(Written exercise 1): Please arrange the records as a numbered list, with blank lines left out, beginning at the first line of the records and stopping after the line that contains "point(732, 238)".

(Document extract):
Seljuk and, to an even greater degree, Ottoman authority rested on a highly centralised state organisation. In this state central authority replaced authority and loyalties based on blood ties and tribal affiliations. For this reason the Ottomans found that Hanafí doctrine and Hanafí legislation that did not attribute great importance to blood relationships (as is apparent in the Hanafí laws of inheritance, for example) were highly suited to their needs.

Islam and the Turkish State

The cAbbásid Caliphate, direct successor of the Umayyad State and the first four, so-called Rightly Guided, Orthodox Caliphs who had been managing the affairs of the Muslim community since the Prophet’s death in 632, was practically destroyed by the Mongol invasion and the conquest of its capital, Baghdad, in 1258. Even though the cAbbásid caliphs ruled in name from their Egyptian exile, their days of power were over. There was, therefore an apparent need for a Muslim ruler who could take upon himself the duties of the true head of the Islamic state. This role was claimed by the Ottoman sultan, and fulfilled by him until the abolition of the Caliphate in 1924.

(Written exercise 2): In the passage on Islam and the Turkish state, in what year did the Mongols conquer Baghdad?

(Records supplied):

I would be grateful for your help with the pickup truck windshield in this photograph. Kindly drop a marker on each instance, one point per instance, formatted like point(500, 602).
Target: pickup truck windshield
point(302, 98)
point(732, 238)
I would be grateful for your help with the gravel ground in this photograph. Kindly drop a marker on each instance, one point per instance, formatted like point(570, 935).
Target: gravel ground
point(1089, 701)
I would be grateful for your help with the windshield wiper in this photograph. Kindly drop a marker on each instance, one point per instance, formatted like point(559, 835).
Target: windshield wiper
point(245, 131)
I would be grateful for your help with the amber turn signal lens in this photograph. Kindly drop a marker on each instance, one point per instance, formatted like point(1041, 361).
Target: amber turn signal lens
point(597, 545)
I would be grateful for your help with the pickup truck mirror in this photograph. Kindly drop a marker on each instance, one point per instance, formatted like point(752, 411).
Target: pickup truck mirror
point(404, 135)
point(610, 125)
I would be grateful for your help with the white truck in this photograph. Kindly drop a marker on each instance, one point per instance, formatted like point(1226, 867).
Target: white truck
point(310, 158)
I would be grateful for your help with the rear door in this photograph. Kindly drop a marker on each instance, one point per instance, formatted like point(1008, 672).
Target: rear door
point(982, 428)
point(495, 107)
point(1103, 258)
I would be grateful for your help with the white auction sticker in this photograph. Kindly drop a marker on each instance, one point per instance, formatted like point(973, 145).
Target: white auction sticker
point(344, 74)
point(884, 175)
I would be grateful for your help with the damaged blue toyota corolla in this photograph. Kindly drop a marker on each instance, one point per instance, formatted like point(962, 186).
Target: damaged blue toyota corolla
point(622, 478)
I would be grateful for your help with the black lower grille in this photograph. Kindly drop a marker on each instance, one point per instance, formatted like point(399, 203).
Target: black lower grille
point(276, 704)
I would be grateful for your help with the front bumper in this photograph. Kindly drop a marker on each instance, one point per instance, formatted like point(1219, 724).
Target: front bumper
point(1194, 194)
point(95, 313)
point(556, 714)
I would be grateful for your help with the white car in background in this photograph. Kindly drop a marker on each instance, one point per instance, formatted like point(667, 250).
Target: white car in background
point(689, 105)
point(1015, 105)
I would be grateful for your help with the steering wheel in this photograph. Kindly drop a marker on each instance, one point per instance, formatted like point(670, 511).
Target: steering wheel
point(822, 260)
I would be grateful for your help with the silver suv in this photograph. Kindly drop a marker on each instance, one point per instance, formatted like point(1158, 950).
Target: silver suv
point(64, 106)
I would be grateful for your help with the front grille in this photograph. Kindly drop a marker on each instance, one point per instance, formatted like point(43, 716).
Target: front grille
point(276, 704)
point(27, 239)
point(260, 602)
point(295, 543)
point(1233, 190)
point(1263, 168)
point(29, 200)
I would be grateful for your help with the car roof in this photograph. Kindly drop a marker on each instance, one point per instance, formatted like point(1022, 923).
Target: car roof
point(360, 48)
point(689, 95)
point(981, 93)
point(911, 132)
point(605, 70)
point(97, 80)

(Full answer 1):
1. I would be grateful for your help with the pickup truck windshield in this photograph. Kindly drop a marker on each instance, one point per instance, formatted like point(500, 602).
2. Target: pickup truck windshield
3. point(302, 98)
4. point(732, 238)

(Full answer 2): 1258